Object location annotation data

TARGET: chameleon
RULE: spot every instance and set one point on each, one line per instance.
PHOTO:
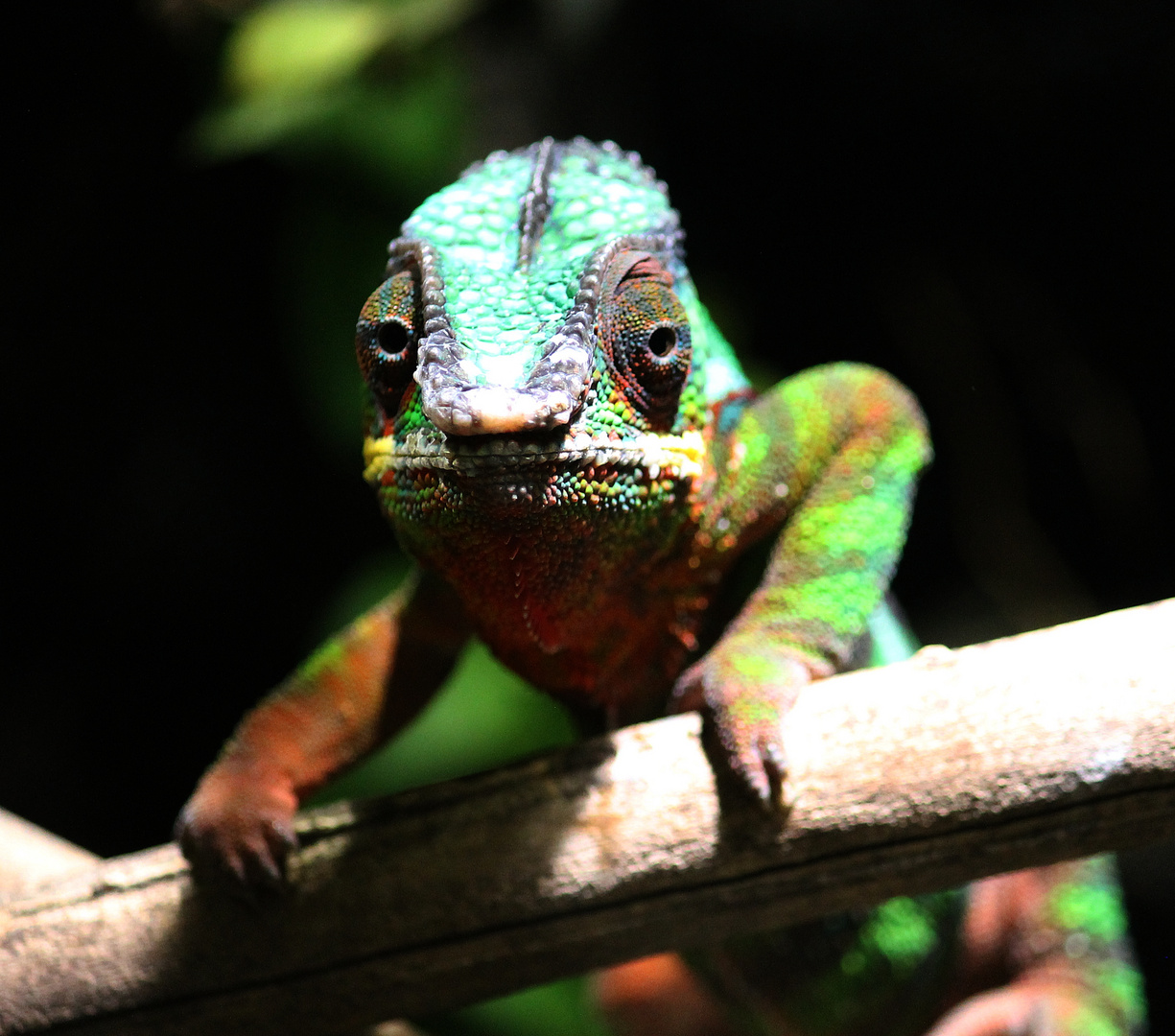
(565, 444)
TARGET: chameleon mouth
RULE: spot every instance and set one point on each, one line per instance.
(658, 455)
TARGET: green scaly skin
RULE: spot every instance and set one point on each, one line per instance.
(565, 443)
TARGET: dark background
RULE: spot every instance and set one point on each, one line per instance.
(972, 195)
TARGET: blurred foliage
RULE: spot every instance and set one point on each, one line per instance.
(343, 79)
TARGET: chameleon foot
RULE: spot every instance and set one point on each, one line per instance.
(240, 830)
(746, 689)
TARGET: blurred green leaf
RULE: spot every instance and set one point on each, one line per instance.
(302, 46)
(556, 1009)
(397, 137)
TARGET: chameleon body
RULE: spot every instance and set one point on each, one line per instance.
(565, 443)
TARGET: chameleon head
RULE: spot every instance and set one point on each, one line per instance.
(537, 318)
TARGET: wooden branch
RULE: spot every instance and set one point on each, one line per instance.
(31, 857)
(925, 774)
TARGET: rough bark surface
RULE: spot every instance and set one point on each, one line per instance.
(949, 767)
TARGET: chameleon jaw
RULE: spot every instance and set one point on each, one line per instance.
(658, 455)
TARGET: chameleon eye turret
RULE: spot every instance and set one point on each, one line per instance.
(646, 335)
(386, 340)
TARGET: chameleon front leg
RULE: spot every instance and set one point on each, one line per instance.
(353, 695)
(832, 454)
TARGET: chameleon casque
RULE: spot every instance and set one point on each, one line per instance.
(567, 445)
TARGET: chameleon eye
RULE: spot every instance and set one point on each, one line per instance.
(646, 335)
(386, 340)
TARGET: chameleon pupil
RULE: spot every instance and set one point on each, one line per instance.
(392, 338)
(662, 341)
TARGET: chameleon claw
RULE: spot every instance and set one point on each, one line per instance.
(238, 835)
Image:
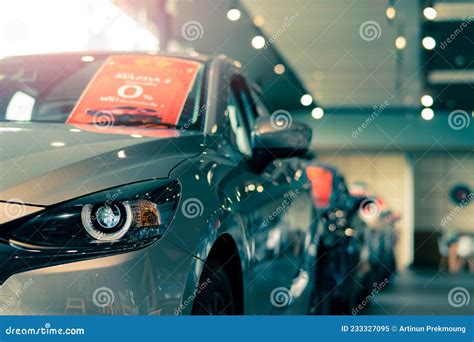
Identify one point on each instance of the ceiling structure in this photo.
(342, 65)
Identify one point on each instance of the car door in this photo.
(261, 205)
(297, 226)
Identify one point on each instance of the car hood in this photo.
(43, 164)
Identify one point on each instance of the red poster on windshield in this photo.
(321, 185)
(136, 90)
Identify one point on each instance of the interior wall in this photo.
(388, 176)
(436, 174)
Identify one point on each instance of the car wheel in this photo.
(214, 293)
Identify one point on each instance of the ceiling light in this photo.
(430, 13)
(400, 42)
(306, 100)
(258, 42)
(391, 12)
(317, 113)
(279, 69)
(427, 100)
(427, 114)
(429, 43)
(258, 21)
(233, 14)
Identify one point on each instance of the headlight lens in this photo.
(125, 217)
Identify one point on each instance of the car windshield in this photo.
(123, 90)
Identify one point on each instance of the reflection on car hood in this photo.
(44, 164)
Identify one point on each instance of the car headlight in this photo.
(126, 217)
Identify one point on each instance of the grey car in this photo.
(207, 214)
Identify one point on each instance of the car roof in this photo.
(192, 56)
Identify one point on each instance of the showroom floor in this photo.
(415, 292)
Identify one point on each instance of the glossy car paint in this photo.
(237, 203)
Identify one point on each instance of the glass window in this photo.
(129, 89)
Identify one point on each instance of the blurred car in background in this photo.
(357, 246)
(378, 222)
(339, 246)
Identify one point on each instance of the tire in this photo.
(214, 293)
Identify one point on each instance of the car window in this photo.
(125, 89)
(241, 115)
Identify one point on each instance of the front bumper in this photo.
(150, 281)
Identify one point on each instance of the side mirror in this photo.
(271, 141)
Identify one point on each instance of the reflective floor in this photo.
(422, 292)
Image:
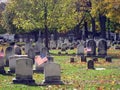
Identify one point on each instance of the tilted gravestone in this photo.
(80, 49)
(24, 71)
(40, 68)
(52, 74)
(12, 62)
(90, 64)
(17, 50)
(31, 54)
(102, 48)
(2, 71)
(91, 45)
(28, 45)
(8, 52)
(38, 46)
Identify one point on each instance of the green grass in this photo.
(75, 75)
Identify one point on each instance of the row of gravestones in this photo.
(91, 48)
(22, 66)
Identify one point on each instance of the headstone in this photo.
(28, 45)
(102, 48)
(2, 71)
(83, 58)
(31, 54)
(92, 46)
(17, 50)
(40, 68)
(52, 44)
(8, 52)
(108, 59)
(24, 71)
(39, 45)
(52, 74)
(12, 62)
(80, 49)
(90, 64)
(72, 60)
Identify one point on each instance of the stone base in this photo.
(23, 81)
(52, 83)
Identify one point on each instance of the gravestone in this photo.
(12, 62)
(31, 54)
(39, 45)
(17, 50)
(2, 71)
(8, 52)
(52, 44)
(52, 74)
(28, 45)
(83, 58)
(102, 48)
(40, 68)
(23, 71)
(108, 59)
(80, 49)
(90, 64)
(59, 43)
(90, 44)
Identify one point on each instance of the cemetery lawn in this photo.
(75, 76)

• **Stated task**:
Render the entries as a numbered list, beginning at the line that contains "Identify one point on each instance of the reflective" and continuing through the end of the entries, with blank lines omitted. Leave the pictures out of the list.

• **Result of this exercise**:
1. Identify one point on each instance of the reflective floor in this photo.
2. (422, 292)
3. Image:
4. Identify one point on each instance of the tilted gravestone in this photo.
5. (80, 49)
6. (24, 71)
7. (40, 68)
8. (52, 74)
9. (12, 62)
10. (90, 64)
11. (17, 50)
12. (31, 54)
13. (102, 48)
14. (2, 71)
15. (91, 45)
16. (28, 45)
17. (8, 52)
18. (38, 46)
19. Identify one point on each instance of the green grass in this photo.
20. (75, 75)
21. Identify one point on each instance of the row of gravestones in this photo.
22. (91, 48)
23. (22, 66)
24. Identify one point on each instance of the headstone in this photo.
25. (28, 45)
26. (102, 48)
27. (2, 71)
28. (83, 58)
29. (31, 54)
30. (92, 46)
31. (17, 50)
32. (40, 68)
33. (52, 44)
34. (8, 52)
35. (108, 59)
36. (24, 71)
37. (39, 45)
38. (52, 74)
39. (12, 62)
40. (80, 49)
41. (90, 64)
42. (72, 60)
43. Identify one point on each instance of the stone base in this photo.
44. (23, 81)
45. (52, 83)
46. Identify one point on each instance of the gravestone in this photo.
47. (12, 62)
48. (31, 54)
49. (39, 45)
50. (17, 50)
51. (2, 71)
52. (8, 52)
53. (52, 44)
54. (52, 74)
55. (28, 45)
56. (83, 58)
57. (102, 48)
58. (40, 68)
59. (23, 71)
60. (108, 59)
61. (80, 49)
62. (90, 64)
63. (59, 43)
64. (90, 44)
65. Identify one point on each instance of the cemetery lawn in this photo.
66. (75, 76)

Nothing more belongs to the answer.